##### SELECTION
# How many small bales are equal to a large bale?



## tasteofchristmaschaos (19 January 2010)

Roughly, how many small square bales equal one large round bale? Of course you get size variations for both, but just on average.
Thankies


----------



## Blue-bear (19 January 2010)

my farmer reckons between 9 and 10 x


----------



## Tinypony (19 January 2010)

I've been told 10-12, and that seems about right when I use round bales.


----------



## Gucci_b (19 January 2010)

12 small bales in my 1 big bale for £32


----------



## Chico Mio (19 January 2010)

I agree with woeisme.  One neighbour has slighty smaller round bales, which are 10 small and then our other supplier has bigger bails that are 12 small.


----------



## Nailed (19 January 2010)
##########
◆ DIRECTIVE 1:
Repeat the part of the hay bale thread running from "## Blue-bear (19" to "use round bales.".
◆ DIRECTIVE 2:
Shorten the paragraph of the hay bale thread that begins "I agree with woeisme" to a single brief sentence that keeps its bale counts.
◆ DIRECTIVE 3:
Pick up the hay bale thread at the point where it stops and continue it.
The lines that come next are separate material from the hay bale thread.
##### PROVIDED DATA
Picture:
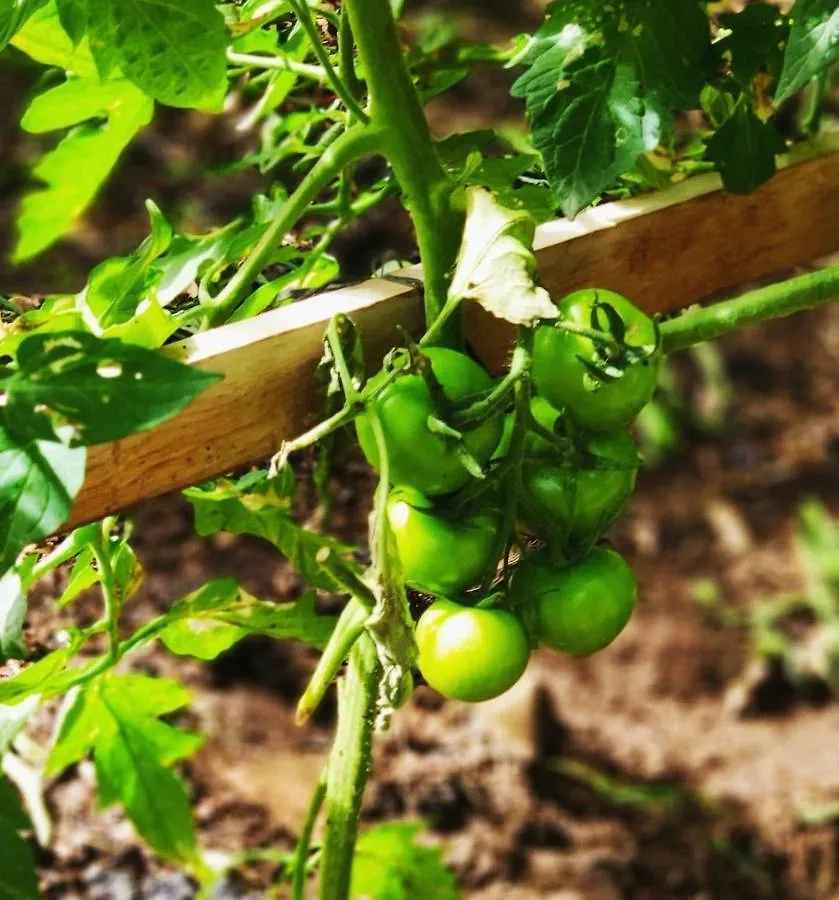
##########
◆ WRITTEN REPLY 1:
## Blue-bear (19 January 2010)

my farmer reckons between 9 and 10 x


----------



## Tinypony (19 January 2010)

I've been told 10-12, and that seems about right when I use round bales.

◆ WRITTEN REPLY 2:
Agreeing with woeisme: one neighbor's slightly smaller round bales equal 10 small bales, and the other supplier's bigger ones equal 12.

◆ WRITTEN REPLY 3:
about 12 to 15 id say..depends on weight. N cant remember the exacts.

Lou x


----------



## racheal (19 January 2010)

The farmer i get them from says 14 small bales to one big round bale.  And only £15 delivered too.


----------



## charliesarmy (19 January 2010)

Anything from 10-14 I have found with mine and the ammount of time it takes me to use it..


----------



## kittykatcat (20 January 2010)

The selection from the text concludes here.